[Your objective] The task calls for each line of the records below in which the word "jacket" appears.
--*--
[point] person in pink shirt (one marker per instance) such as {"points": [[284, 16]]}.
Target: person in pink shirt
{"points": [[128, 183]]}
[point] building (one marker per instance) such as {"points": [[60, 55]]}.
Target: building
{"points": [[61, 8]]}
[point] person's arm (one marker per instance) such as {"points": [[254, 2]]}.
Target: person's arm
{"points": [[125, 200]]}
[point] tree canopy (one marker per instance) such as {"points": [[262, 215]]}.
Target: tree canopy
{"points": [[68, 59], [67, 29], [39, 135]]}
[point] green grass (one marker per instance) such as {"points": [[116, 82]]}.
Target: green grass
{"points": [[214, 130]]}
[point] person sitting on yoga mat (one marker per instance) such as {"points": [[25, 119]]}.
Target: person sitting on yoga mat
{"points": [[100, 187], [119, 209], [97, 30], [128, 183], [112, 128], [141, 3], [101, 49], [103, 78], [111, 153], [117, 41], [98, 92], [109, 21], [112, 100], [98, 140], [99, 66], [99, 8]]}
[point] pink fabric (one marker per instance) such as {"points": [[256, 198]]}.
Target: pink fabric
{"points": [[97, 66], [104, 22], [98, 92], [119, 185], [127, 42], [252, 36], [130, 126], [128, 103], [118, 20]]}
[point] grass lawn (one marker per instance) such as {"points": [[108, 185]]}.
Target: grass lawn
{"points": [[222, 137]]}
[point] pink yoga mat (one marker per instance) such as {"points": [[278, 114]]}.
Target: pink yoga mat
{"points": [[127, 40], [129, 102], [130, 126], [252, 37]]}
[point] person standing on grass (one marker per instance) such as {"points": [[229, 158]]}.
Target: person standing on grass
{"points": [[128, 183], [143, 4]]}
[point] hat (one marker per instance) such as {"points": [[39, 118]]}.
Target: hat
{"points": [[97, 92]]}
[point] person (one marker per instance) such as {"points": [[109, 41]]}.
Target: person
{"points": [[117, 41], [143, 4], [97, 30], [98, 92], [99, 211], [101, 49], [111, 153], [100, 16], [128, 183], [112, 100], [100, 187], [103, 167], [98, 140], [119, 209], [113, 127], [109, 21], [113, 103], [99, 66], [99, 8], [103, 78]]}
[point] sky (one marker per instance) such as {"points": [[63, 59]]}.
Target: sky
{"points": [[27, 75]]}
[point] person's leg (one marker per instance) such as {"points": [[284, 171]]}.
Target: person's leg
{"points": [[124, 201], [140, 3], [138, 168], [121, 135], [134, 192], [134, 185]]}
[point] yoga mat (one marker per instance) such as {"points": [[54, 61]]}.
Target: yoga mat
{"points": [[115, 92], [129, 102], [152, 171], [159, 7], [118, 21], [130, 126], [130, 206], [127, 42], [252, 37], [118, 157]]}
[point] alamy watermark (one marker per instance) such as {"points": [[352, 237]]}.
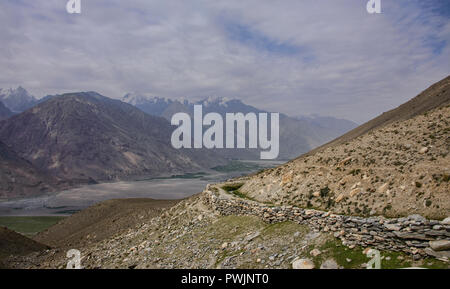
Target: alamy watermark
{"points": [[234, 122]]}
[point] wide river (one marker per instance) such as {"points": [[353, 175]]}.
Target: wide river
{"points": [[70, 201]]}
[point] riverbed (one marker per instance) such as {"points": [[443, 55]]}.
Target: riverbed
{"points": [[175, 187]]}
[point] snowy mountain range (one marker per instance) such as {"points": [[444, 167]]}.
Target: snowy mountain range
{"points": [[297, 135]]}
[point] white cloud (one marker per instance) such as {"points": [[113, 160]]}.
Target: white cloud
{"points": [[296, 57]]}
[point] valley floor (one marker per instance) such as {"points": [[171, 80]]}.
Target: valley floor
{"points": [[190, 234]]}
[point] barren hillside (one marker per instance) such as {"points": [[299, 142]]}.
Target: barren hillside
{"points": [[394, 165]]}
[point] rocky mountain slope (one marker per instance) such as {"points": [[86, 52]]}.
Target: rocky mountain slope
{"points": [[18, 99], [302, 214], [19, 178], [12, 243], [86, 137], [394, 165], [101, 221], [297, 136], [4, 111]]}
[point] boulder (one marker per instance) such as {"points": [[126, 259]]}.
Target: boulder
{"points": [[329, 264], [302, 264], [440, 245]]}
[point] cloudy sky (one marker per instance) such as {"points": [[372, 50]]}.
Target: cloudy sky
{"points": [[292, 56]]}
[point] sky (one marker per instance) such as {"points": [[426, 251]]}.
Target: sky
{"points": [[296, 57]]}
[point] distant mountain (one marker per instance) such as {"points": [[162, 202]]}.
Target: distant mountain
{"points": [[19, 178], [86, 137], [4, 111], [17, 100], [297, 136]]}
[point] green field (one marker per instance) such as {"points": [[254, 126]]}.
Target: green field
{"points": [[29, 226]]}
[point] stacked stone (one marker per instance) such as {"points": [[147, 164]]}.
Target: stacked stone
{"points": [[414, 234]]}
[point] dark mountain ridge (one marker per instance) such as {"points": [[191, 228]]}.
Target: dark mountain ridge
{"points": [[86, 136]]}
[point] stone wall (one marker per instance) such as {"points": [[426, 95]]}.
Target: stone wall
{"points": [[413, 234]]}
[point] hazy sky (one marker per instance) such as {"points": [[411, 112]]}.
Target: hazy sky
{"points": [[296, 57]]}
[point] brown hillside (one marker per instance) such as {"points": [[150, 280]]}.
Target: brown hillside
{"points": [[395, 165], [435, 96]]}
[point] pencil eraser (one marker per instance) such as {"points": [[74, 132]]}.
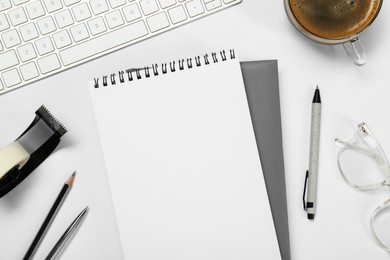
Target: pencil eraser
{"points": [[12, 155]]}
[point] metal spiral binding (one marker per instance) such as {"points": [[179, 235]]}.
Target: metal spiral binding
{"points": [[135, 73]]}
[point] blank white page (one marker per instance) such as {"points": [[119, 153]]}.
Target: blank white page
{"points": [[183, 166]]}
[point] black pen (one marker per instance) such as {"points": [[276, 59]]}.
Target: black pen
{"points": [[49, 217], [312, 173], [68, 232]]}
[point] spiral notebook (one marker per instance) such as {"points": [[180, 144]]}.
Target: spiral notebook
{"points": [[182, 161]]}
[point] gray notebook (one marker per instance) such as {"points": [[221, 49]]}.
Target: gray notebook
{"points": [[262, 87]]}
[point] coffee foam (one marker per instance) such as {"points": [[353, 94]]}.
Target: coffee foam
{"points": [[334, 19]]}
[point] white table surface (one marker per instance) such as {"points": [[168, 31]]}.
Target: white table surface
{"points": [[258, 30]]}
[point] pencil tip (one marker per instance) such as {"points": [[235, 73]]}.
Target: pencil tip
{"points": [[70, 180]]}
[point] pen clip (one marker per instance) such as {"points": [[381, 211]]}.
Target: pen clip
{"points": [[304, 190]]}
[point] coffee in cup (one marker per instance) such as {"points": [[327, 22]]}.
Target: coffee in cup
{"points": [[334, 21]]}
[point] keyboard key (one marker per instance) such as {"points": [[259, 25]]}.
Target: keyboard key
{"points": [[17, 16], [81, 12], [11, 38], [116, 3], [3, 22], [166, 3], [64, 18], [103, 43], [194, 8], [8, 59], [70, 2], [148, 6], [44, 45], [46, 25], [157, 22], [210, 5], [29, 71], [4, 5], [35, 9], [97, 26], [49, 63], [79, 32], [28, 32], [11, 78], [52, 5], [131, 12], [114, 19], [98, 6], [62, 39], [27, 52], [177, 14], [19, 2]]}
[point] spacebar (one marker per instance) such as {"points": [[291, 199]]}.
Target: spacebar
{"points": [[103, 43]]}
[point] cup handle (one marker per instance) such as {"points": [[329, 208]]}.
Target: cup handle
{"points": [[355, 51]]}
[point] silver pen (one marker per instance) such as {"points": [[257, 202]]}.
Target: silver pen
{"points": [[68, 232], [311, 174]]}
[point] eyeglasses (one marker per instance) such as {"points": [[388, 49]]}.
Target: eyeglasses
{"points": [[364, 165]]}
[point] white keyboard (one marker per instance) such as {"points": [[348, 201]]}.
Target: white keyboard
{"points": [[39, 38]]}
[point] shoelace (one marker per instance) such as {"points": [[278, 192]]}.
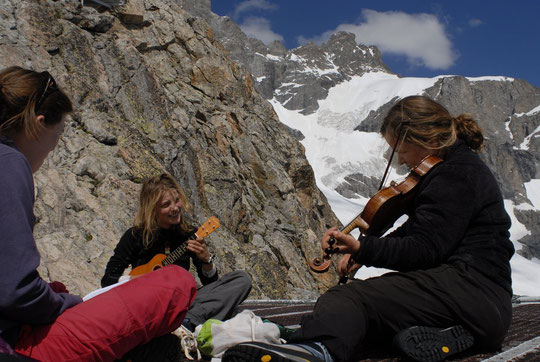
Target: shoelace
{"points": [[188, 343]]}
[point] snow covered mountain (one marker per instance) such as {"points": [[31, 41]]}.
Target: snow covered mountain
{"points": [[333, 97]]}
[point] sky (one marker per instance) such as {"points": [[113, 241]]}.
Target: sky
{"points": [[417, 38], [335, 151]]}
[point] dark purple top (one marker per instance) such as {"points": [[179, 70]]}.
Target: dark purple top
{"points": [[25, 298]]}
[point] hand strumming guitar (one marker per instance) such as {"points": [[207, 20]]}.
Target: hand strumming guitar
{"points": [[198, 247]]}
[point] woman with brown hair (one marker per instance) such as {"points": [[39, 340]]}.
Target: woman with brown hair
{"points": [[43, 320], [452, 285], [160, 227]]}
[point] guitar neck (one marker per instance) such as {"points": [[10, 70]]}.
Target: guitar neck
{"points": [[177, 253]]}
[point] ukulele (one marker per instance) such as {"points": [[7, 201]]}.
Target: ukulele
{"points": [[161, 260]]}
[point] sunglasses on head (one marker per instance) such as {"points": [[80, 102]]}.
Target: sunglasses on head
{"points": [[49, 86]]}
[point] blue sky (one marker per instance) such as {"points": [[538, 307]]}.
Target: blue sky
{"points": [[416, 37]]}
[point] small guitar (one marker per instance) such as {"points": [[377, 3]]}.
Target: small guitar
{"points": [[161, 260]]}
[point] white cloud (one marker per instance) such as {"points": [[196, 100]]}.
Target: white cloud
{"points": [[249, 5], [475, 22], [259, 28], [419, 37]]}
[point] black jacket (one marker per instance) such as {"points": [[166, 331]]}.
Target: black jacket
--*--
[Result of this exercise]
[point] black jacket (one marker per instance) such as {"points": [[166, 331]]}.
Target: black jacket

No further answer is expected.